Dataset entries:
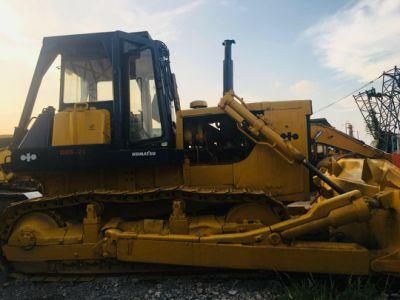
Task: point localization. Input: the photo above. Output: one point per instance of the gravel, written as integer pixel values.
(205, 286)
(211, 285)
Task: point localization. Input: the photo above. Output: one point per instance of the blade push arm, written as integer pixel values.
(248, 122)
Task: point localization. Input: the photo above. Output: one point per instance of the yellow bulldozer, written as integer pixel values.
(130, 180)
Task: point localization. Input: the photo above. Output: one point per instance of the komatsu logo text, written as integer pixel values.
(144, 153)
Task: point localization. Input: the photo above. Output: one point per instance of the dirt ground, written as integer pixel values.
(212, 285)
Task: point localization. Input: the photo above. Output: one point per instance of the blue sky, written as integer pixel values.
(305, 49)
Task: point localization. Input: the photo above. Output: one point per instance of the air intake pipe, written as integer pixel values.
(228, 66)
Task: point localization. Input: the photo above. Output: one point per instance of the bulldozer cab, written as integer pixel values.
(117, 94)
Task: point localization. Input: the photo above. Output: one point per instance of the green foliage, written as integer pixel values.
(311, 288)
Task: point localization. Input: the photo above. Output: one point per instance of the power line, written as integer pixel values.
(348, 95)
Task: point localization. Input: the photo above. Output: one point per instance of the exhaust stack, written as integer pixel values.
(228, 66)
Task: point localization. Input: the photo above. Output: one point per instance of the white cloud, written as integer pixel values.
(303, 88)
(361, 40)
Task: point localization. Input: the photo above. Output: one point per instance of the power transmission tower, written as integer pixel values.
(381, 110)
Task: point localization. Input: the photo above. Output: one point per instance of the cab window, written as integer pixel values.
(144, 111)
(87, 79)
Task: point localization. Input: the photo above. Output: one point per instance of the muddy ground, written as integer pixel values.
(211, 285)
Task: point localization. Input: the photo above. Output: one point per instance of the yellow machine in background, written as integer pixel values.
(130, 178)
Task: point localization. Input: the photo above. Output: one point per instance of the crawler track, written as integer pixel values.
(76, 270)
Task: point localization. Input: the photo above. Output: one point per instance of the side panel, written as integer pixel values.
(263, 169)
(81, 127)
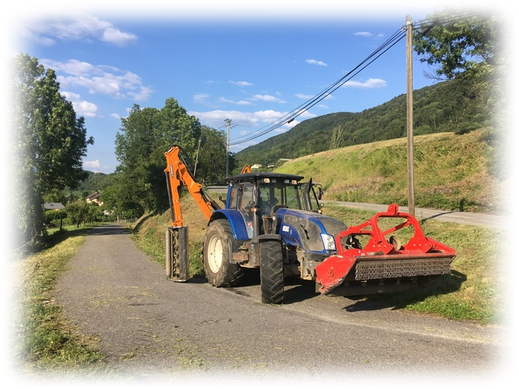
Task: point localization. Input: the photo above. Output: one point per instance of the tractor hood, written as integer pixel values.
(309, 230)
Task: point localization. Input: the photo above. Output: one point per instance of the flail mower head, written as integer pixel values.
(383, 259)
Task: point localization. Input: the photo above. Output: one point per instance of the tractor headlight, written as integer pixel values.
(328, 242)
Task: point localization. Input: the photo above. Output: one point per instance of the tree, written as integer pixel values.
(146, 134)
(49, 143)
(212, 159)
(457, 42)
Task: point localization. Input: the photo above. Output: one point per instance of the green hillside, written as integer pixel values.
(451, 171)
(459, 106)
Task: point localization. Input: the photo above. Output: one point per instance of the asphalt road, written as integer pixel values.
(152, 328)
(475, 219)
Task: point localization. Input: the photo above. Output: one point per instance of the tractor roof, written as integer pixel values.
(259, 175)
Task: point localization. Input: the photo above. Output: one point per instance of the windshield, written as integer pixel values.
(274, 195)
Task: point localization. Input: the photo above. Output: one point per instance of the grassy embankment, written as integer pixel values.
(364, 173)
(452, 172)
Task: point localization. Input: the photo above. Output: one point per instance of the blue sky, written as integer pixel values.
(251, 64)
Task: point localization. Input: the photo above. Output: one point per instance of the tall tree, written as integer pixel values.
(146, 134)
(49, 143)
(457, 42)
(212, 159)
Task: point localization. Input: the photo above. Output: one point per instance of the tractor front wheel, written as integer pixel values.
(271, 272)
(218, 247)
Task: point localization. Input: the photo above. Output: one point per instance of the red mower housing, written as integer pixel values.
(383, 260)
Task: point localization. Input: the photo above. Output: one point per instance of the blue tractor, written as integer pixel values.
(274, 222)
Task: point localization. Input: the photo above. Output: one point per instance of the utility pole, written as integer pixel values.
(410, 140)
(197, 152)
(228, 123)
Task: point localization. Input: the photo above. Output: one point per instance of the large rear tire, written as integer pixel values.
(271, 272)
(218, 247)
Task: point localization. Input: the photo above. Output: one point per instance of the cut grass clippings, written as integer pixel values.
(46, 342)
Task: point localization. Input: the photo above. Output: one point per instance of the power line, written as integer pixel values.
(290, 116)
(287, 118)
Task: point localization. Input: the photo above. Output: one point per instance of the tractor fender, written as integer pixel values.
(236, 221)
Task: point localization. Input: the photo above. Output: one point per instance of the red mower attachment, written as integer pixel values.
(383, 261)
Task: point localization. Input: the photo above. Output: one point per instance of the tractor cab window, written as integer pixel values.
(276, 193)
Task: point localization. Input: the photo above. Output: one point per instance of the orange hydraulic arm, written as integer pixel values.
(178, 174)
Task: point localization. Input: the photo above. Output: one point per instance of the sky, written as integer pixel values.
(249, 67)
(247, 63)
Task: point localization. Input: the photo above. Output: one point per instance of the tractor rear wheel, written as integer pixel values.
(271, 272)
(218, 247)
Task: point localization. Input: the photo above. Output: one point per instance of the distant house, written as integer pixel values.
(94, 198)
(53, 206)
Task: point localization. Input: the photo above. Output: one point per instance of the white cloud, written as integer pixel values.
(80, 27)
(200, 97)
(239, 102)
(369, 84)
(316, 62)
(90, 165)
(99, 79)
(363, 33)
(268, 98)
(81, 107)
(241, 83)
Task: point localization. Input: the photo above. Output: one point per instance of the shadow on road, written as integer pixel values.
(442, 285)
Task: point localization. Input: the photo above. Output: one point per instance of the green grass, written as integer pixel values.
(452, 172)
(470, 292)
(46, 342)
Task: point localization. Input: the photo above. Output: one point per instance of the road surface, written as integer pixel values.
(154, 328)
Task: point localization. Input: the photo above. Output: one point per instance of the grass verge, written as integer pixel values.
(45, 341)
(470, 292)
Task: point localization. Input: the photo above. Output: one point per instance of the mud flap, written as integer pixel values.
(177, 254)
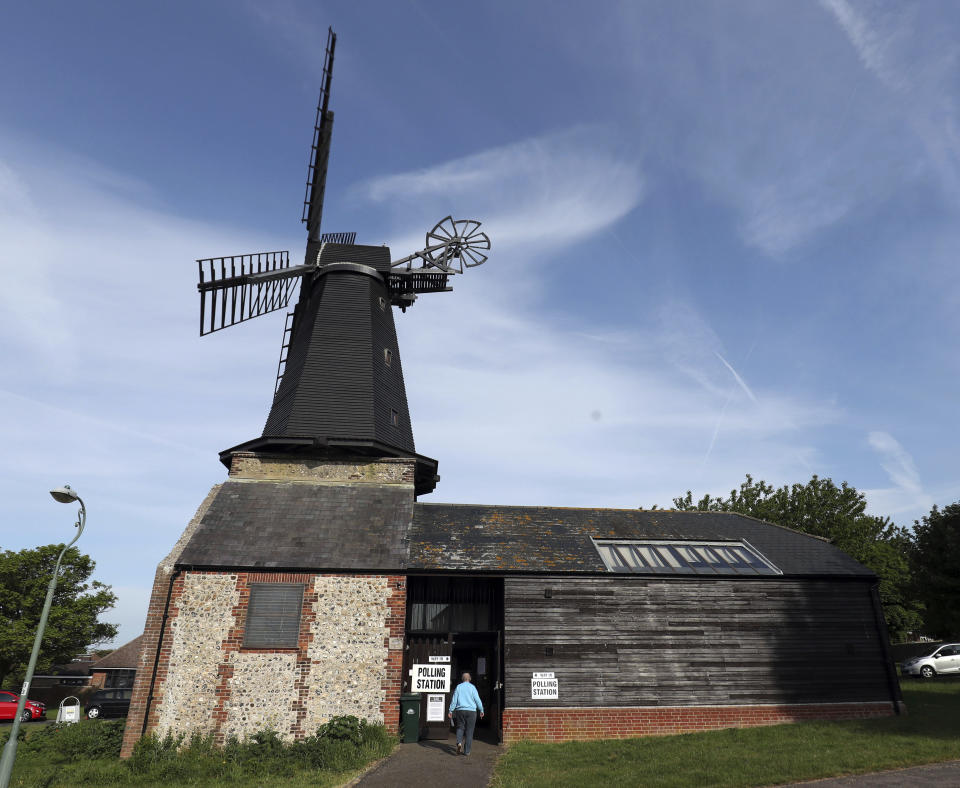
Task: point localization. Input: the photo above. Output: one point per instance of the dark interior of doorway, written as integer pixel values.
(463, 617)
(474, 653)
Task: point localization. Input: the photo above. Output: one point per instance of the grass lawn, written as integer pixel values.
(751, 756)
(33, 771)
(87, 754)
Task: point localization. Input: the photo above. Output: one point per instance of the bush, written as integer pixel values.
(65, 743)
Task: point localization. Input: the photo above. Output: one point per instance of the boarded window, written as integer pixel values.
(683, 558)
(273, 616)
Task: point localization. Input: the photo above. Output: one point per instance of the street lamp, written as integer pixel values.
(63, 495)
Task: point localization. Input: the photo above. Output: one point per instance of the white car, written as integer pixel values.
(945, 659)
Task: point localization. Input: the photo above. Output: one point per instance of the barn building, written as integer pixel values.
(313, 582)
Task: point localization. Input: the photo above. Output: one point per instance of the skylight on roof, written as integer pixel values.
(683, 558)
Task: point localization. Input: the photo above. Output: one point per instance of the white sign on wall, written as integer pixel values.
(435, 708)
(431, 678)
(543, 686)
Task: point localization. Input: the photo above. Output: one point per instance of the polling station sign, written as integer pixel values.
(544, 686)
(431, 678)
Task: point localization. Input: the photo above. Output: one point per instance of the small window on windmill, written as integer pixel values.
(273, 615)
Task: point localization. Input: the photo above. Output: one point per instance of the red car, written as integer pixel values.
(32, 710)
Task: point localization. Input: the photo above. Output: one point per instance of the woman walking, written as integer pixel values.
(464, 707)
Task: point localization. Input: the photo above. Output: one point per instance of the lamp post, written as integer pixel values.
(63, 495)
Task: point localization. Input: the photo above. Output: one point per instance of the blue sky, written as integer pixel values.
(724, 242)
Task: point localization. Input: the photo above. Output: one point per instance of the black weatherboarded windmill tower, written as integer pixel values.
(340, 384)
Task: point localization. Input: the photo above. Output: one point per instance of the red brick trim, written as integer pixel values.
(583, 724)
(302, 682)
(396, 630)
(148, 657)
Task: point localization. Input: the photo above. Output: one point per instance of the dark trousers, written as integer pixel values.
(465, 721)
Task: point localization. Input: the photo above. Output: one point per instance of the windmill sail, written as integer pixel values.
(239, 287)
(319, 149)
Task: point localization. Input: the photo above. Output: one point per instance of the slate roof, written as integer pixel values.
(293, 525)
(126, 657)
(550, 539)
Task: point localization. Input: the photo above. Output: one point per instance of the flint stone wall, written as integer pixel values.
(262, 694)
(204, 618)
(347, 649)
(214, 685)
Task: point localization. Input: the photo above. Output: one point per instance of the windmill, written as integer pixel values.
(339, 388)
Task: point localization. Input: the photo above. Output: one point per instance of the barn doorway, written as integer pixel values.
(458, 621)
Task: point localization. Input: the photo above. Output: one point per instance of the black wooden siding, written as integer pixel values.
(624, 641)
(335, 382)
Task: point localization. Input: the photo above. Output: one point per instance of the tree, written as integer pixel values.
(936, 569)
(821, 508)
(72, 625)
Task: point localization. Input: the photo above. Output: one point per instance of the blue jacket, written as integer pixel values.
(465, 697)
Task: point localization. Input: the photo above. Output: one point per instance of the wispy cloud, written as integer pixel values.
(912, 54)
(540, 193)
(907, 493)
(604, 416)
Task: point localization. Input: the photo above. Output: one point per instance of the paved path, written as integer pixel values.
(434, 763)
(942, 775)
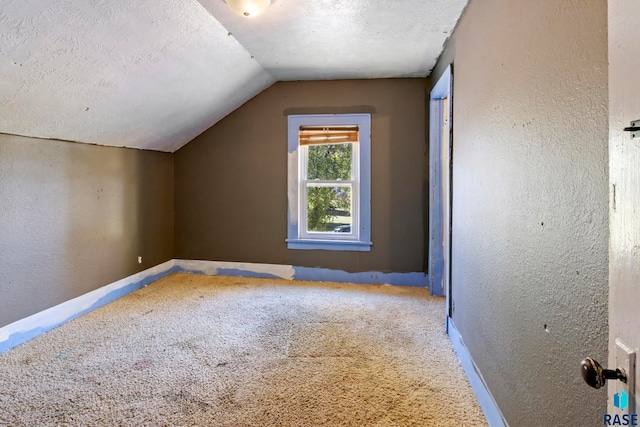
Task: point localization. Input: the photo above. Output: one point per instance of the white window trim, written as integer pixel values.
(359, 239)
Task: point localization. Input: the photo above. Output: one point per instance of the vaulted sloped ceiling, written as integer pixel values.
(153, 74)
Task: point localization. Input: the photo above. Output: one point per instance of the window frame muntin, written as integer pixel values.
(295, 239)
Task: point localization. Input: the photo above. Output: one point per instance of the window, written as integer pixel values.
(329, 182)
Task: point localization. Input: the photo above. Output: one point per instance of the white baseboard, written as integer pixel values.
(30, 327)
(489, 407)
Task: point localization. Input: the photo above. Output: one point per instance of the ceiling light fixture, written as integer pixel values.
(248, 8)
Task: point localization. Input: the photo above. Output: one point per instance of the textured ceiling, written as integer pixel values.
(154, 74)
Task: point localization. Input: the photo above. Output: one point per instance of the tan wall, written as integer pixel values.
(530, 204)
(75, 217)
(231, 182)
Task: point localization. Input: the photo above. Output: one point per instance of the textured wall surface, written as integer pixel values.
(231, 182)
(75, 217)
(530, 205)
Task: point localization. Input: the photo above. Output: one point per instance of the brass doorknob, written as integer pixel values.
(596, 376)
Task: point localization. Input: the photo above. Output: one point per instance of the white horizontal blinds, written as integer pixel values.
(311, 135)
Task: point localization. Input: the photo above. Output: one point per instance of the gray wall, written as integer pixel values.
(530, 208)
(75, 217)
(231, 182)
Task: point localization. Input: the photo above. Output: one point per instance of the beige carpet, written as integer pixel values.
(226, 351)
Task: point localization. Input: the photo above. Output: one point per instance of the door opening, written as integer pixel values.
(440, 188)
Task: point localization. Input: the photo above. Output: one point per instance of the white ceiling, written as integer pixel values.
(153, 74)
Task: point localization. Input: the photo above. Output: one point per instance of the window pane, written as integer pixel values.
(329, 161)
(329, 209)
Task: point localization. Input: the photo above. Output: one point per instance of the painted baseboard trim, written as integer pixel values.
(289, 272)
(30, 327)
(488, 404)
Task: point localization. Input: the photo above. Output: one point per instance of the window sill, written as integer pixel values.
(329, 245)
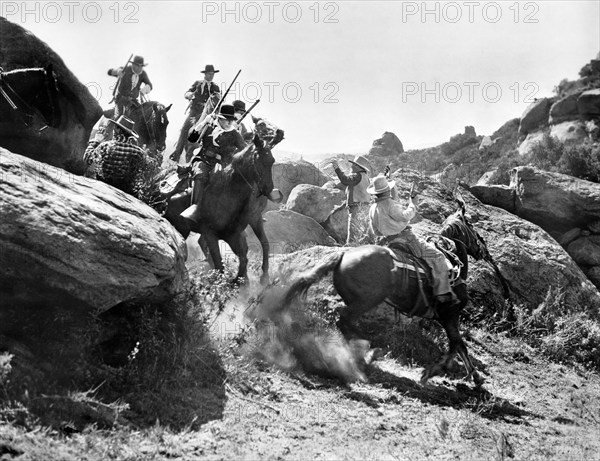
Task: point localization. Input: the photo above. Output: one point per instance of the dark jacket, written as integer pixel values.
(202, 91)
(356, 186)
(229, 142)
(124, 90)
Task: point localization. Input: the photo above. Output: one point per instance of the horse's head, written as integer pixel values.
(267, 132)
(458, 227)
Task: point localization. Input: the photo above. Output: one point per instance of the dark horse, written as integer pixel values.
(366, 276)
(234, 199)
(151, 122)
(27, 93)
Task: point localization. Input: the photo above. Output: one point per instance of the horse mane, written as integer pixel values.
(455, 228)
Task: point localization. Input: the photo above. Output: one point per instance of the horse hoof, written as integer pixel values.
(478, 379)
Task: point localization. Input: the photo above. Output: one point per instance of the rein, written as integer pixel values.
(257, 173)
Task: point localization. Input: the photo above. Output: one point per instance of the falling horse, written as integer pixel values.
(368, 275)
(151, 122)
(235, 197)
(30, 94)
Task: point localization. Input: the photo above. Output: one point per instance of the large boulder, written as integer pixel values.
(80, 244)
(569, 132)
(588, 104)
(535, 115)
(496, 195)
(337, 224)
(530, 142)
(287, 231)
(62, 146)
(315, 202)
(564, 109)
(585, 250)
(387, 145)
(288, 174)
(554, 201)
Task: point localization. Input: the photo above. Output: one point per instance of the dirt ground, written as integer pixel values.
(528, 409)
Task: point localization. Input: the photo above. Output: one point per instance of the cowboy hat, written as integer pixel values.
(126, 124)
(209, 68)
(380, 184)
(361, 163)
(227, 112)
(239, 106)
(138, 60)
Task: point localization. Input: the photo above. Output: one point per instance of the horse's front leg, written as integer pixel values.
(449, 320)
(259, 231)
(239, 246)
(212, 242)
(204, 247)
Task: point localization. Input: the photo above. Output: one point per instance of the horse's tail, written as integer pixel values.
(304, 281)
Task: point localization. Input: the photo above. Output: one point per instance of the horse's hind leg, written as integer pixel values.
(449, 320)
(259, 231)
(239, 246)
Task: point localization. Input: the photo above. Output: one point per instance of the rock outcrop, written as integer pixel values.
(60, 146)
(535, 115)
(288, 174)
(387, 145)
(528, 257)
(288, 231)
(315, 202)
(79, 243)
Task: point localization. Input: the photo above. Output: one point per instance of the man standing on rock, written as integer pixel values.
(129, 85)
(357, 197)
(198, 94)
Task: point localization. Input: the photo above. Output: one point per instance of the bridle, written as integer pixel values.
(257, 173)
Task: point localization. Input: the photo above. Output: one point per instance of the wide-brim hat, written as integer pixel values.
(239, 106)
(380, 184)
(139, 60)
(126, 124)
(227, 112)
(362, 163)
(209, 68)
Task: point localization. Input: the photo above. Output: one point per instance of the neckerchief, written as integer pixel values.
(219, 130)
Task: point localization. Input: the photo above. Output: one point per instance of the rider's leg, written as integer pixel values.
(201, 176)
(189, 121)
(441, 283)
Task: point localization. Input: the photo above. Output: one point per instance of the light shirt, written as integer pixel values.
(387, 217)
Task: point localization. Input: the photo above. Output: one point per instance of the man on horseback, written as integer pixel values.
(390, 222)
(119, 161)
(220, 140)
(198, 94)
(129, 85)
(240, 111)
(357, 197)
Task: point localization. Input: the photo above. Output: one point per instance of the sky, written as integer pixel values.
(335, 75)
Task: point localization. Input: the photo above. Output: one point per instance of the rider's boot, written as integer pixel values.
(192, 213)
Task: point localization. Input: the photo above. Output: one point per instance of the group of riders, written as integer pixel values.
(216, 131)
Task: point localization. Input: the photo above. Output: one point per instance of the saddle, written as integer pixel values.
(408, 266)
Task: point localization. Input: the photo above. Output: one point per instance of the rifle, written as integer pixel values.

- **Task statement**
Take the line holding "horseback, written as integer pixel values." and all lines after it through the end of the data, and set them down exactly.

- **Answer**
Task: point localization. Input: the photo above. Output: one point per instance of the man on horseback, written as integer pixel values.
(390, 222)
(119, 161)
(220, 140)
(198, 94)
(129, 85)
(240, 111)
(357, 197)
Task: point localization. Input: the photo above. Output: one point per instance of the sky, written as integer pixel values.
(335, 75)
Task: point localization. Input: the photo above. Output: one point per instance of the rider's boot, written as integer pixel values.
(192, 213)
Task: point localization. Input: the photo above. Output: one point per instance of the group of riders, written as integer pixel values.
(216, 131)
Task: point localization. Input: the photo above. Output: one point per instance of the saddle, written as integer pixel values.
(408, 266)
Task: point localization. Input: the photo above. Output: one point per instance of the rifle, written as integer pixel values.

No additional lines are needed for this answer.